What you are asked to do: Could you repeat the records below exactly, leaving out any pictures?

Recorded data:

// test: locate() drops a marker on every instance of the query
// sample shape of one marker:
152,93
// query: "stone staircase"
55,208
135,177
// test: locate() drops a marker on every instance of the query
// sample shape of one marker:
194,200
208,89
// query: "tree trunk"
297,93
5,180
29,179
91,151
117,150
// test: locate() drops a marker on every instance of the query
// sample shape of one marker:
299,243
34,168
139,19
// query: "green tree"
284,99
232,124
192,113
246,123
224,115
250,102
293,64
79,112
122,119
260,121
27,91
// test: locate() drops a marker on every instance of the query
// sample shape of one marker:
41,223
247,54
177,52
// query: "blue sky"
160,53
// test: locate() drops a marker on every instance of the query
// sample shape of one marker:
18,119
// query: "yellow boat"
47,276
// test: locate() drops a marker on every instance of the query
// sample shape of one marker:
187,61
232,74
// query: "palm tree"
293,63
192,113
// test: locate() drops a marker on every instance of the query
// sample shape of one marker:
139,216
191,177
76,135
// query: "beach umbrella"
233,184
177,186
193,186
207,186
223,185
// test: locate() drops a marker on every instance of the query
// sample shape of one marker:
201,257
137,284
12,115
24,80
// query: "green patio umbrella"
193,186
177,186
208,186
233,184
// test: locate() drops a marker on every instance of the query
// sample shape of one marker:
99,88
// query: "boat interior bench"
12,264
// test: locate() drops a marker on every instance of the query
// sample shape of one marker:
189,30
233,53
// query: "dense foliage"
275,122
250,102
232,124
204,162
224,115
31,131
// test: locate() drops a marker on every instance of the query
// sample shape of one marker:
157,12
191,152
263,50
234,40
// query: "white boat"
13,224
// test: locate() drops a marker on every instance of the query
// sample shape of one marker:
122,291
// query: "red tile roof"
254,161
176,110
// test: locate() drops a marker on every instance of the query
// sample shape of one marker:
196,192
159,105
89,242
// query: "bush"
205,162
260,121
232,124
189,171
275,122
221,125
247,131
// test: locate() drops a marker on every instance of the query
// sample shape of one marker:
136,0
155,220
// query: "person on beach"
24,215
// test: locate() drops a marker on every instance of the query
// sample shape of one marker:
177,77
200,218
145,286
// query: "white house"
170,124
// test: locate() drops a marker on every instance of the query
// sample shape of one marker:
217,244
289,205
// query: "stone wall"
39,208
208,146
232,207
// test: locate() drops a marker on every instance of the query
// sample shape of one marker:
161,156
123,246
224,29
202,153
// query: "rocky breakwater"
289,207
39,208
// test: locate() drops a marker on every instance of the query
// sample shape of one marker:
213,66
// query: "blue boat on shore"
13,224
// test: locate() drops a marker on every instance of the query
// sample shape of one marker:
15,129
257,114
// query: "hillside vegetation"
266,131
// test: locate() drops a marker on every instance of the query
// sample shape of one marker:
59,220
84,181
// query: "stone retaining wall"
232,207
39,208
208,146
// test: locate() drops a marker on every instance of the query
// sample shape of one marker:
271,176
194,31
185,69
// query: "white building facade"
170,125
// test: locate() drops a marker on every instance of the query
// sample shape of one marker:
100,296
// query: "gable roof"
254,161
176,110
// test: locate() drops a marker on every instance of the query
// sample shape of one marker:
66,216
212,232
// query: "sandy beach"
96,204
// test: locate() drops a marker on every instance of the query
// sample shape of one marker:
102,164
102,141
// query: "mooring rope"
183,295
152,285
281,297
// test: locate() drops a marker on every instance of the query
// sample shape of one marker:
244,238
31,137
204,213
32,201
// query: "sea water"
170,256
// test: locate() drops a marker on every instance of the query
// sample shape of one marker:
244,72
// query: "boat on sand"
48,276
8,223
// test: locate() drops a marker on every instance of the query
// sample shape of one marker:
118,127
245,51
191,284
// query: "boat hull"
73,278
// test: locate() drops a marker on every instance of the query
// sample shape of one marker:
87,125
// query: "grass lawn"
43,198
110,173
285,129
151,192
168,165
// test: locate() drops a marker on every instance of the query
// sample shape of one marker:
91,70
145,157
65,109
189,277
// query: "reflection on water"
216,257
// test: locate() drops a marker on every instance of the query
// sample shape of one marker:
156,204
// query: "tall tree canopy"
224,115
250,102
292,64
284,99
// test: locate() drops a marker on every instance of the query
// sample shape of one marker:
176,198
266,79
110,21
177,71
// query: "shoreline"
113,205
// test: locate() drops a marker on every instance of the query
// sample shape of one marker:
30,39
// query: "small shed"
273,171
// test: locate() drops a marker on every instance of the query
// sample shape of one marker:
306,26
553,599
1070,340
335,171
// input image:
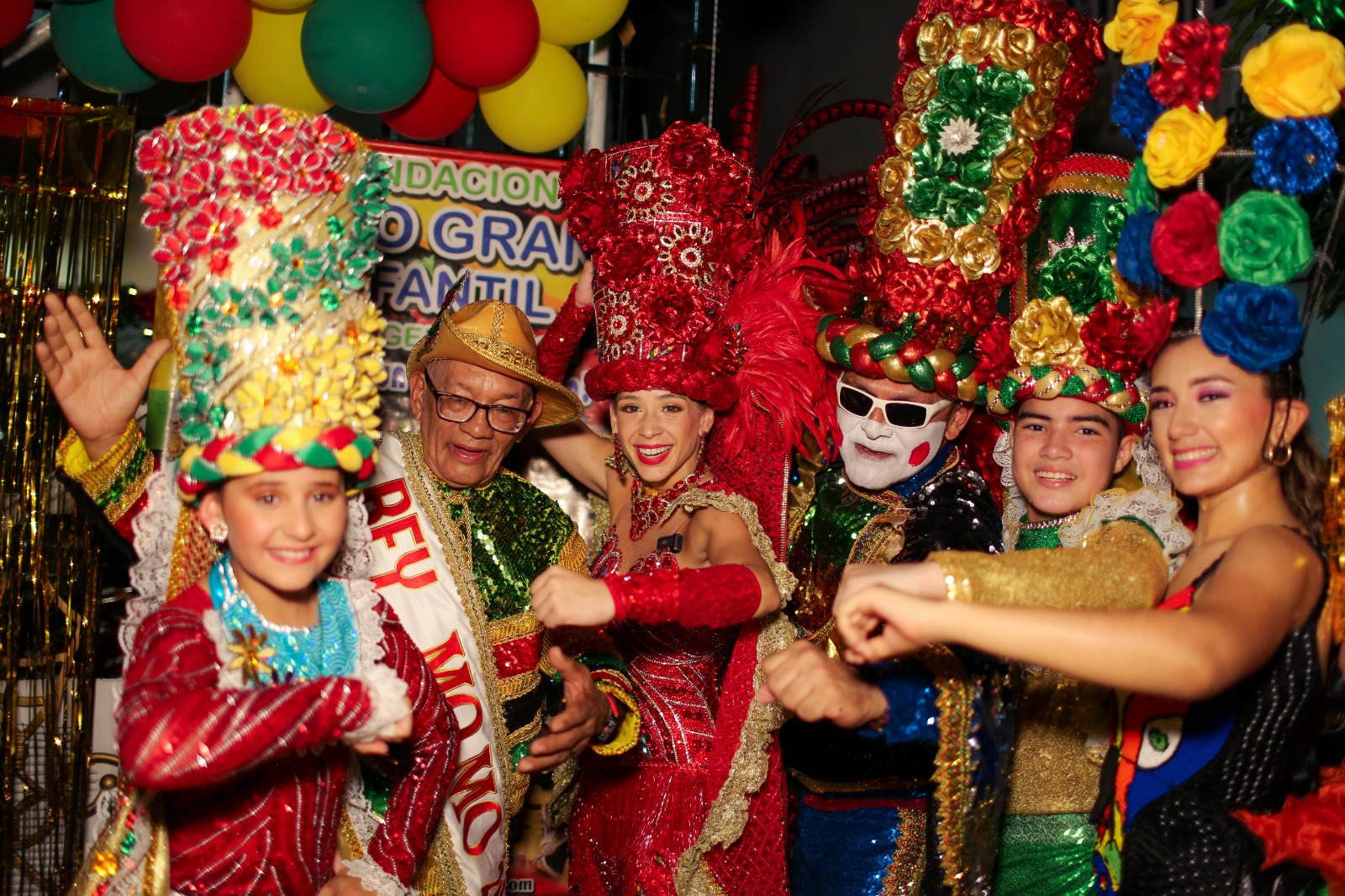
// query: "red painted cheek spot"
920,454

Answer in full:
// test: locate() drops a marker on every instance of the query
// sample shape of one marker:
152,93
// query: "stone staircase"
55,208
135,177
// test: locate() drops a marker on every instance of the query
// sample shape of one marker:
194,200
208,89
// query: "tree trunk"
297,93
5,180
29,179
91,151
117,150
// test: locate() drops a marker on every instance of the query
// sample shape of one marker:
299,243
34,168
139,19
// query: "green tree"
284,99
232,124
192,113
246,123
224,115
250,102
293,64
79,112
122,119
260,121
27,91
// test: locate() drops a marker on every instance of the query
// sample shape of one marker:
41,223
247,54
177,52
// query: "blue sky"
160,53
// test: locate() drops a marker on every instance of the query
// sample shape of one marker:
18,119
// query: "yellow boat"
47,276
// test: locate() drops a marker on every instance of the query
// sample shape of one marker:
187,61
232,74
// query: "palm tree"
293,63
192,113
// test: locate() drops a marker on every instance of the query
// sample shape of one marker:
139,216
191,177
76,135
// query: "beach umbrella"
233,184
177,186
193,186
207,186
223,185
// test: locate() drops a marker on every instance of the query
// sample shape of one marker:
201,257
137,284
12,115
24,80
// query: "green patio umbrella"
193,186
177,186
208,186
233,184
// test: locate() drops a marker on every instance of the query
// sample shape of one marker:
99,88
// query: "boat interior bench"
12,264
// test: locate() drops a marker on every instance of the query
// sample shape of one marker:
189,30
233,53
// query: "dense foliage"
275,122
250,102
232,124
204,162
224,115
31,131
// test: locate() drops a marker on every instance of the query
// sample shape of one marker:
157,12
191,152
263,50
234,40
// query: "white boat"
13,224
// test: locate() drops a marker on every instance of the query
// sample shape of one marker:
122,291
// query: "red tile roof"
254,161
176,110
// test: locate() drops a marker on every instance of the query
// sample shape of one marker:
196,192
159,105
89,242
// query: "bush"
205,162
260,121
232,124
189,171
275,122
221,125
247,131
// test: locate() drops a marker on every instance of the query
// sample shape of one marker:
136,0
155,220
// query: "person on beach"
24,215
// test: locate() drops a marker on every instance of the query
// sample shape of one marker:
177,77
200,218
145,286
// query: "white house"
170,124
// test: locate() drops a marker on every instance of the query
// sample shape of one marker:
217,244
289,205
// query: "stone wall"
39,208
208,146
232,207
// test: locate() drops a marker on every instance of the query
// sample shape of one marker:
161,156
123,246
224,29
202,153
// query: "rocky breakwater"
289,207
39,208
// test: locate() drops a marker on every instance of the query
// sample shape of one marker:
213,66
// query: "blue boat on shore"
13,224
// test: locate() drops a marker on every instance of the query
// sample shape of one marker:
15,129
257,114
// query: "hillside vegetation"
266,131
// test: locate() drops a marker on every instance of the query
// sample shape of one marker:
59,220
84,181
// query: "stone retaining wall"
232,207
39,208
208,146
// test: locate() drops a marker on every instance of the query
// sample shape of one marker:
271,176
194,31
185,69
// query: "white building facade"
170,125
// test: locate() drops a marker on every instance of the query
// sample shape of one marker:
100,296
// query: "gable roof"
254,161
176,110
// test: locate() drops a marker on every instance of the query
// sample shape of one marker:
66,216
212,232
// query: "sandy beach"
96,204
// test: locate() drops a marker on every instance of the query
// sample shape of one marker:
102,164
102,141
// query: "mooring rope"
183,295
152,285
281,297
// test: locate() drops a marker on every instance of the query
// sample shape of one marker:
244,238
31,137
204,213
32,201
// query: "sea water"
170,256
// test: locate() drops a marker on every instance of the query
// sample shape of one marker:
244,72
// query: "boat on sand"
48,276
8,223
// test: locate() drops a marker on every instance of the query
// sample shape of one marker:
118,127
245,51
191,284
// query: "boat hull"
73,278
// test: locate() drops a marker on every instance of the query
// sample shape of one marker:
87,125
// query: "grass lawn"
43,198
110,173
285,129
151,192
168,165
// test: locate() drops a marker on every instance of the query
// sample shape of one marker:
91,70
145,157
65,109
189,277
// query: "reflection on water"
216,257
// test: locate() drops a marker on every instance of the query
// sample shape of one marker:
156,204
// query: "tall tree canopy"
224,115
250,102
292,64
284,99
// test: locate() drops a marker on every instance of the query
// sample shape of one marker:
176,198
266,79
110,21
177,71
// query: "shoreline"
113,205
// test: locate() drops a marker on every instance of the query
// sample shape of one marker:
30,39
// query: "small shed"
273,171
// test: locate() drops a marker on every instance of the query
// sample shape of one marker:
306,26
553,599
1070,340
335,171
// input image:
// query: "red painted cheek spot"
920,454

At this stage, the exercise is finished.